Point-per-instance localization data
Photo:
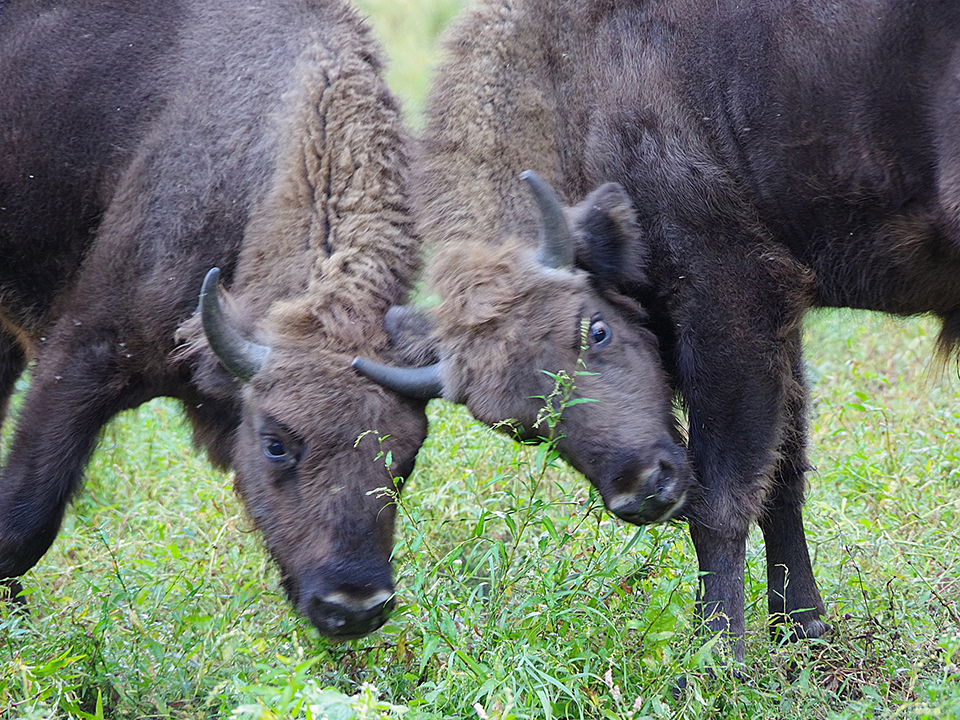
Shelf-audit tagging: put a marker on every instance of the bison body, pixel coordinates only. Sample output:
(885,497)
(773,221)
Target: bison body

ACTION ITEM: Give an exact copy of the data, and omit any pictures it holds.

EXERCISE RESULT:
Photo:
Shelf-audit tagging: put a marker on every instance of the bison body, pixel coordinates only. Sample output:
(885,497)
(773,221)
Target: bison body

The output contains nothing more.